(Pointing dataset excerpts)

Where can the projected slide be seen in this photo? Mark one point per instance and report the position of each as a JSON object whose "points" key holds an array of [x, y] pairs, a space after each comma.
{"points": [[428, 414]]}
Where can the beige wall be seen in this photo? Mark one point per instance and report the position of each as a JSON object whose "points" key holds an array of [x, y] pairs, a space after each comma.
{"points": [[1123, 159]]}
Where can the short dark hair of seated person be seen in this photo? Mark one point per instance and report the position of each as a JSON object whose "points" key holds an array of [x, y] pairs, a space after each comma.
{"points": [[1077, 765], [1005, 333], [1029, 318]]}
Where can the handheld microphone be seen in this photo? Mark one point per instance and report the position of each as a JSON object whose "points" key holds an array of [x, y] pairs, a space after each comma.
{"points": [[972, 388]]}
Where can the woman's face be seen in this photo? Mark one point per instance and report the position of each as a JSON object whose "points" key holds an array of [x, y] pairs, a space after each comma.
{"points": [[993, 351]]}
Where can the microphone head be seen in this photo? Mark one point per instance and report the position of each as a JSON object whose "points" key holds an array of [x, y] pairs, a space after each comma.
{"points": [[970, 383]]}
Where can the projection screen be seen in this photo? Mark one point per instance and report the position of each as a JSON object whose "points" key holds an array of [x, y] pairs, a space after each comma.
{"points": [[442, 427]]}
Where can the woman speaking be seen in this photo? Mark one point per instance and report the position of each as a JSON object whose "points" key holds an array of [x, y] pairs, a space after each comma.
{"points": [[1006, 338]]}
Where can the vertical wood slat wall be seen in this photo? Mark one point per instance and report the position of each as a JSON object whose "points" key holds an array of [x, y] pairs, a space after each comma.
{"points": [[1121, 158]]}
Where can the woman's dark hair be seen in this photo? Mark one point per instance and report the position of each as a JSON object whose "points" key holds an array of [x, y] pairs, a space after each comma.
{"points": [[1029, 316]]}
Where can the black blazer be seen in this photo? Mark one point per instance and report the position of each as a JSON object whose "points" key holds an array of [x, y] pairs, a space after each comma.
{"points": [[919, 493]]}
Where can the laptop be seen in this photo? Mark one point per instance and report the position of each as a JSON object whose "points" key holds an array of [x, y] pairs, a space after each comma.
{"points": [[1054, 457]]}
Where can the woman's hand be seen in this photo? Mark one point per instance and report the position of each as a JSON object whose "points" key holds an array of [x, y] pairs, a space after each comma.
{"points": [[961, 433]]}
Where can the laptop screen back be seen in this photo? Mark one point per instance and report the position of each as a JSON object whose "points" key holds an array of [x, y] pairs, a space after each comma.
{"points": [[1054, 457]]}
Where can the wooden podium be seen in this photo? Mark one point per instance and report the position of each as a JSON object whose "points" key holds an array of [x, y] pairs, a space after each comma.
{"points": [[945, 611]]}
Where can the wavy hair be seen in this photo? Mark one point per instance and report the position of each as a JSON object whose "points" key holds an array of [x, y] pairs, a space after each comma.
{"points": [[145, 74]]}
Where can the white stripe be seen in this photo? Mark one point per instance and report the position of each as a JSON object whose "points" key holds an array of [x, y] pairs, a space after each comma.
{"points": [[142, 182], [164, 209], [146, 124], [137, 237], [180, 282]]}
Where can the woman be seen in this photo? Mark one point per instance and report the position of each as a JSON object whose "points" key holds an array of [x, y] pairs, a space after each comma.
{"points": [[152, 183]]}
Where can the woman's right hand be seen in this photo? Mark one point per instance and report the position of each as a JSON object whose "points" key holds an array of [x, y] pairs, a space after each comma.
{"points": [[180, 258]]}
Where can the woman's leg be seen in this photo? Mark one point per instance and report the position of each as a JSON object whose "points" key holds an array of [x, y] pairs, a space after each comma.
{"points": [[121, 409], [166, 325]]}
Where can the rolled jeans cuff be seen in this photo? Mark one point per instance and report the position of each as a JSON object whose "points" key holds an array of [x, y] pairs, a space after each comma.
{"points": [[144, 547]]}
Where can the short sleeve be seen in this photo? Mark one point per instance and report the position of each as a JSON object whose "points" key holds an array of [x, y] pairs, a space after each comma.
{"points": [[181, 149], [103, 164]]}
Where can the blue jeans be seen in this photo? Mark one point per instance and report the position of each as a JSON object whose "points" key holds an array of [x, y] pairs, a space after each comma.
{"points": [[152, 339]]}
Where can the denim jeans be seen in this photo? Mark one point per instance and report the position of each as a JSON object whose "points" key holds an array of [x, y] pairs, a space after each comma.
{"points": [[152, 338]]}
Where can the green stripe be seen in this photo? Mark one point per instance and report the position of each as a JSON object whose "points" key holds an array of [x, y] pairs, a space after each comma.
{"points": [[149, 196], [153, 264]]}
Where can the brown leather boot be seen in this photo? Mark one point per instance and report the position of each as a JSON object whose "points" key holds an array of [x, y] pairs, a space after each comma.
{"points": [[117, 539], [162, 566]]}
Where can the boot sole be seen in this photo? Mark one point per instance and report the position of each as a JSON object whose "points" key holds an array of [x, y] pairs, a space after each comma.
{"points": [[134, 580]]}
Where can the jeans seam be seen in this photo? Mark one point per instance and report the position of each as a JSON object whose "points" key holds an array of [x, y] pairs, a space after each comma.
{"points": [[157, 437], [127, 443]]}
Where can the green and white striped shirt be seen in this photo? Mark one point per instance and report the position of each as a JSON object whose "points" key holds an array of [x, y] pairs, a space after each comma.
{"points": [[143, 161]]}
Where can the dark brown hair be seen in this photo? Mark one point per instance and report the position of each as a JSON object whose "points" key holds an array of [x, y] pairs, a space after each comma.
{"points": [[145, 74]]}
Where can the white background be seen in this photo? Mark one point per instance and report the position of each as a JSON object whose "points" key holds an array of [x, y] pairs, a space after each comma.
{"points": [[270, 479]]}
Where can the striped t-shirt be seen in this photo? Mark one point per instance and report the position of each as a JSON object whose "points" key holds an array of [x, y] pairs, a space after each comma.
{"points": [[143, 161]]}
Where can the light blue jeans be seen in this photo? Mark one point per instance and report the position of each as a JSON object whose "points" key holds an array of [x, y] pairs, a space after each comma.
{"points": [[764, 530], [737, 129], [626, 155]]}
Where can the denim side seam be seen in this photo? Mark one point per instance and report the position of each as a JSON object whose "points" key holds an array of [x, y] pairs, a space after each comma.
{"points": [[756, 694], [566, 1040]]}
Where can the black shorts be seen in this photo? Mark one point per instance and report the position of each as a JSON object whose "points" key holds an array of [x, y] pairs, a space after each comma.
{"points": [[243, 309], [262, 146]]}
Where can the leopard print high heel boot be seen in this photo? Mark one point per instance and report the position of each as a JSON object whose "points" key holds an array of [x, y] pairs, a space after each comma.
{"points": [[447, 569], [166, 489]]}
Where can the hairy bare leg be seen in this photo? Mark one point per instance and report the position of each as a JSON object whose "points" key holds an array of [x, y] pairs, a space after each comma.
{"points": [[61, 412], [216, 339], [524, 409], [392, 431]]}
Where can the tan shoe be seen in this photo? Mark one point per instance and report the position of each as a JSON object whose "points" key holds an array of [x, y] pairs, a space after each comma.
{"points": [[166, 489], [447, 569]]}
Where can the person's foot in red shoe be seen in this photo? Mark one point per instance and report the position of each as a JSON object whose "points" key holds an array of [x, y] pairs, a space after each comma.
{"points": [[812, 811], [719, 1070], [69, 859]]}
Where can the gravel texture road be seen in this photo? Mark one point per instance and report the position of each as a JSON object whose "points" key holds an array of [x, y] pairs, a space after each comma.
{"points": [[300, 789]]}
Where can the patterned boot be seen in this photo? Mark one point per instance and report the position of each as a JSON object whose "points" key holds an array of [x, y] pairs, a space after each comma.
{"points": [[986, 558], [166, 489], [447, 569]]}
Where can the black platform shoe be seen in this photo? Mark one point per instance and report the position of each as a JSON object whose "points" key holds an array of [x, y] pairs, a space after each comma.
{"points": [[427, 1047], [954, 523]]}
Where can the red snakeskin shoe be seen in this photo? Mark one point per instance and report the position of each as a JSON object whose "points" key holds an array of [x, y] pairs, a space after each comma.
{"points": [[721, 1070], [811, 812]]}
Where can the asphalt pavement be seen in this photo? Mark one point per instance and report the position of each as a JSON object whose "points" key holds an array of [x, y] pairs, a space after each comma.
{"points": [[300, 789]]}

EXERCISE DESCRIPTION |
Reproduce the lines word for word, starting at the one holding "Where can the red" and ending at the final line of the material above.

SOLUTION TO THIS TASK |
Where can the red snakeskin shoe be seen in this photo? Mark one point per instance and report the position of each as a JSON object whose "points" key holds an array of [x, y] pairs, a space after each comma.
{"points": [[721, 1070], [811, 812]]}
Where can the asphalt pavement be seen in this photo? Mark one point per instance and report the position of each as a JSON object whose "points" key holds an array of [x, y] pairs, a space after each comma.
{"points": [[300, 789]]}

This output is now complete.